Rewrite every line of the items below as a numbered list, leaving out any blank lines.

start Record set

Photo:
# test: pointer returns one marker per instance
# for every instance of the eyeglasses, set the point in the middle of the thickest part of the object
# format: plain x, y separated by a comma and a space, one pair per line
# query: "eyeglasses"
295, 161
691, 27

end Record set

Written answer:
1. Photo:
2. # test: pointer returns one marker per instance
3. # for every instance of the eyeglasses, set the point in the middle of the thickest part of the object
4. # format: plain x, y separated by a comma and a space, one pair per line
5. # query: "eyeglasses"
6. 295, 161
7. 691, 27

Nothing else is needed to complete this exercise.